+++ VORLIEGENDER AUSZUG
George W. Bush liebte die große Pose. Auf einem Flugzeugträger inmitten von Tausenden Soldaten verkündete er das Ende der Kampfeinsätze im Irak. Hinter ihm prangten die Worte "Mission accomplished" auf einem Banner - Mission erfüllt. Das war im Jahr 2003, als noch keiner die Terrormiliz Islamischer Staat (IS) kannte. Die Inszenierung des US-Präsidenten erwies sich als voreilig: Es dauerte noch mehr als sieben Jahre, bis die letzten regulären US-Kampftruppen 2010 den Irak verließen. Heute noch sind US-Soldaten im Irak stationiert, wie viele andere Nationen auch. Das Land liegt am Boden, Anschläge sind immer noch an der Tagesordnung. Mission erfüllt?
Der Rückzug aus Militärmissionen ist heikel. "Es ist immer schwieriger, Kriege zu beenden als sie zu beginnen", sagte Bushs Nachfolger Barack Obama 2014 - und verkündete seinen Abzugsplan für Afghanistan. Ein schwerer Fehler, sagen Militärstrategen. Damit konnten sich die Taliban zurücklehnen und nur noch auf den Abzug des Gegners warten. Politische Entscheidungen müssen nicht militärisch sinnvoll sein. In Afghanistan herrscht weiter Terror und Gewalt. Auch die Bundeswehr sollte längst nicht mehr am Hindukusch sein - nun soll die deutsche Truppe dort wieder aufgestockt werden.
++++++
+++ ENTNOMMENE EINTRÄGE
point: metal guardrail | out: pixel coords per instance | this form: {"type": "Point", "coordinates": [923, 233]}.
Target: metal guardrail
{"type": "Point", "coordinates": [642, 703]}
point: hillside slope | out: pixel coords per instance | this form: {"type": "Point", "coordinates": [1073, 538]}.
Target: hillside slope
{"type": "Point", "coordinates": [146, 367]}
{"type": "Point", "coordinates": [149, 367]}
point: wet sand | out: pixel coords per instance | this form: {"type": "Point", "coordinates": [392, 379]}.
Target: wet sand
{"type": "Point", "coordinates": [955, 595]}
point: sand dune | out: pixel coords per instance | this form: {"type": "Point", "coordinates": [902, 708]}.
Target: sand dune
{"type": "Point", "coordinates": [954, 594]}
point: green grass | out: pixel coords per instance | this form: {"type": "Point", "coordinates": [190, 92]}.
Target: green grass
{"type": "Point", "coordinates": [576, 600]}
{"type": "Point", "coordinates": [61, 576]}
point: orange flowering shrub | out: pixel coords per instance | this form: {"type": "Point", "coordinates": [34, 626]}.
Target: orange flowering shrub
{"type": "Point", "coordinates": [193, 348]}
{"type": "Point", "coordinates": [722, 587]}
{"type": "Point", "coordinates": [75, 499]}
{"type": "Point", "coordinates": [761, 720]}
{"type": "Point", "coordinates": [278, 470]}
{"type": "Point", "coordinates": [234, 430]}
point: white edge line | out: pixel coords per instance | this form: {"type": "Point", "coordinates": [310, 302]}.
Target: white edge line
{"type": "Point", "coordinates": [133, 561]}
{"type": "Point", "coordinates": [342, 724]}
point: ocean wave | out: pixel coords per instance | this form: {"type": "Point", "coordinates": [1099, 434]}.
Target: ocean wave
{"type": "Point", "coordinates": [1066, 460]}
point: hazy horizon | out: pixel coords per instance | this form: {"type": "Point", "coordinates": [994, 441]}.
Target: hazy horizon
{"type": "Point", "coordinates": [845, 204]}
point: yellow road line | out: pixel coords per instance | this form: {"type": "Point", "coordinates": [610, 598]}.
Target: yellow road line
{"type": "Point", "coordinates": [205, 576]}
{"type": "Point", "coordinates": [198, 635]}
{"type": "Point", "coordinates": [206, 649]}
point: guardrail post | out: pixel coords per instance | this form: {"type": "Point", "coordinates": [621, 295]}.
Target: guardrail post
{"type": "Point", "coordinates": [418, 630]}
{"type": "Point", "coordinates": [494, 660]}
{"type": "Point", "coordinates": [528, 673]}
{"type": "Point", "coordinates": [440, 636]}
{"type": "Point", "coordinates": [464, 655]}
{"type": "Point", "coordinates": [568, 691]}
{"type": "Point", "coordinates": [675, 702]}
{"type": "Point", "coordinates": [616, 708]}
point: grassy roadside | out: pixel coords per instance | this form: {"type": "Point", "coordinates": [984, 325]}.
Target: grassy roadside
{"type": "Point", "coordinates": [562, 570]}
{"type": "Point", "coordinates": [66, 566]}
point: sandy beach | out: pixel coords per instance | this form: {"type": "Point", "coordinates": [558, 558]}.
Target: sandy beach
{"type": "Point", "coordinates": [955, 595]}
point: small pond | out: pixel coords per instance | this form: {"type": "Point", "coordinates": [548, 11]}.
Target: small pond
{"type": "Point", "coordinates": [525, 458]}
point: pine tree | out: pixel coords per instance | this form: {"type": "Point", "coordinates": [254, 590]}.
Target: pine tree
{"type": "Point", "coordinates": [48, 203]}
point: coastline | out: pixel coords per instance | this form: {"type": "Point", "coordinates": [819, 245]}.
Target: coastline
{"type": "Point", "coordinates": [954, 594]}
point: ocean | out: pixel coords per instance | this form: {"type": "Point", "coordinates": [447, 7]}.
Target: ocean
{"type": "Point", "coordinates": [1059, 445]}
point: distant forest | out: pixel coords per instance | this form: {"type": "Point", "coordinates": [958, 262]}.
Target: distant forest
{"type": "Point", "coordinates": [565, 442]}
++++++
- [ZU ERLEDIGENDE AUFGABEN]
[a] Was verkündete Barack Obama laut dem Auszug über Militäreinsätze im Jahr 2014?
[b] Führe den Text über die Militäreinsätze im Irak und in Afghanistan im Anschluss an seinen letzten Satz weiter.

- [ERGEBNISSE DER REIHE NACH]
[a] Er verkündete seinen Abzugsplan für Afghanistan.

[b]
Rund 4000 deutsche Soldaten beteiligen sich derzeit an 14 Einsätzen weltweit. Sie schützen die Zivilbevölkerung im Südsudan, retten Flüchtlinge im Mittelmeer, sind aktiv gegen Waffenschmuggler vor der libanesischen und gegen Piraten vor der somalischen Küste. Auf die Truppe kommen seit Jahren immer mehr Aufgaben zu, dafür fallen nur wenige weg. Und wenn eine Mission beendet wird, dann nicht zwangsläufig erfolgreich. Beispiel Somalia: Wegen Schwierigkeiten bei der Ausbildung somalischer Sicherheitskräfte verlässt die Bundeswehr nach einem achtjährigen Einsatz das nach wie vor von Islamisten terrorisierte Land.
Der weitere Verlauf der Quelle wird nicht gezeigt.